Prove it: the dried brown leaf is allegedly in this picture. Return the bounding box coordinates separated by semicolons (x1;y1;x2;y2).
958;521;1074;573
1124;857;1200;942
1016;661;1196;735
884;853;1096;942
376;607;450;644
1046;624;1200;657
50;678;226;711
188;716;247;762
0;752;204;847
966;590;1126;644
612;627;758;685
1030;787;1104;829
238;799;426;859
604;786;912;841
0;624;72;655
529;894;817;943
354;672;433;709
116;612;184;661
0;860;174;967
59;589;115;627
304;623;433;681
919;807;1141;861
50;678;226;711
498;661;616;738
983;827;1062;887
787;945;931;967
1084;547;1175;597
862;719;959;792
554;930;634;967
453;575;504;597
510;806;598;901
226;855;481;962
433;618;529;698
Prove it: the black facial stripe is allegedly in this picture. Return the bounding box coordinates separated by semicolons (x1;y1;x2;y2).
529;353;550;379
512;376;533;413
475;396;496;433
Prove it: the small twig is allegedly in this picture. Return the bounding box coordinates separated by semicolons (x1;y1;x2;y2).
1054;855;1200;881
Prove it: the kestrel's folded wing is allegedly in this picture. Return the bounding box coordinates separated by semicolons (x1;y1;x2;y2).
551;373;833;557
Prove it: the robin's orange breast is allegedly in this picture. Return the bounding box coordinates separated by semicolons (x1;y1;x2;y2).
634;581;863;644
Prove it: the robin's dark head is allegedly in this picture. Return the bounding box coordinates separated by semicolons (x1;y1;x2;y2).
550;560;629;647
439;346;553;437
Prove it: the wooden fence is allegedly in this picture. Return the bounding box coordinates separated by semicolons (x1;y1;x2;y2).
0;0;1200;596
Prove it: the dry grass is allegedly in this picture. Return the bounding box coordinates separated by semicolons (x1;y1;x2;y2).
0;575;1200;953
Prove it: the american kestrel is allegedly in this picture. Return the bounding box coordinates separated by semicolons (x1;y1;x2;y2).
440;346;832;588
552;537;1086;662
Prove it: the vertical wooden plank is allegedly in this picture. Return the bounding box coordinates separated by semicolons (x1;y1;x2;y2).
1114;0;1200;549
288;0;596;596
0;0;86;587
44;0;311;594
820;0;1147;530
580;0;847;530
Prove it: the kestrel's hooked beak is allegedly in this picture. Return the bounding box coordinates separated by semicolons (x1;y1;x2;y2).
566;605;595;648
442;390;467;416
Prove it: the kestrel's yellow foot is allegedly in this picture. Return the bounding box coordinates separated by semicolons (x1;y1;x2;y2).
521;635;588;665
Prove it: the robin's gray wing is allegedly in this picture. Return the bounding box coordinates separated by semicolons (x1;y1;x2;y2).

+--

## WRITTEN PROBLEM
Could you reproduce every one of the records above, character for character and line for line?

## WRITTEN REPLY
Prove it: the dried brown leaf is allegedly in this picture. Return the bounding box coordinates separated by semicolons (x1;y1;x2;y2).
958;521;1074;573
1124;857;1200;942
1016;661;1196;735
884;853;1096;942
376;607;450;644
1046;624;1200;657
50;678;226;711
188;716;247;762
0;752;204;847
966;590;1126;644
612;627;758;685
1030;787;1104;829
238;799;426;859
604;786;912;841
0;624;72;655
529;894;817;943
354;672;433;709
116;612;184;661
0;860;174;967
59;589;115;627
304;623;433;681
919;807;1141;861
50;678;226;711
498;661;616;738
983;827;1062;887
787;945;931;967
1084;547;1175;597
862;719;959;792
554;930;634;967
453;575;504;597
510;806;598;901
226;855;481;962
433;618;529;698
Prove it: the black facial stripe is allegedly in this picture. Return the bounding box coordinates separated by semicolons (x1;y1;x2;y2).
529;353;550;379
512;376;533;413
475;396;496;433
Prove it: the small twig is allegedly in this picture. Return the bounding box coordinates separated by semicolons (x1;y1;x2;y2).
1054;855;1200;881
Prove it: the kestrel's folded wing is allegedly in this picture. Return the bounding box coordinates separated by semicolons (x1;y1;x2;y2).
551;373;833;557
Prove it: the robin's orange breast is allegedly in this picture. Return the bounding box coordinates separated by semicolons (x1;y1;x2;y2).
634;581;863;644
Prove it: the robin's dark head is allegedly in this picture. Return the bounding box coordinates separated by semicolons (x1;y1;x2;y2).
550;560;629;647
439;346;553;437
Prove it: the wooden fence is allegedly in this picture. Return the bounding box coordinates separated by semicolons (x1;y1;x2;y2).
0;0;1200;596
Prove it: the dry grass is allegedly in this picture. Return the bounding box coordinates separated by semicolons (x1;y1;x2;y2).
0;575;1200;953
Prove it: the american kestrel is allegedly in this picture. Return the bounding box coordinates separated by semicolons (x1;y1;x2;y2).
440;346;832;588
552;537;1086;662
Prove it: the vertical wooden plank is allegedly in this picture. Return the bounding box coordinates separated by semicolons (x1;y1;x2;y2).
1114;0;1200;549
288;0;596;596
0;0;86;587
44;0;311;594
820;0;1147;530
580;0;847;530
Prove it: the kestrel's hooked beak is allegedly in this picture. Return the bounding box coordinates separated by semicolons (x1;y1;x2;y2).
566;605;595;648
442;390;467;416
Prove it: the kestrel's yellow foot is allegedly in this picture. Return the bounding box coordinates separated by semicolons (x1;y1;x2;y2).
521;635;588;665
Prove it: the robin's gray wing is allegedly in this picture. Return the bounding box coordinates separated by semicolons (x1;y1;x2;y2).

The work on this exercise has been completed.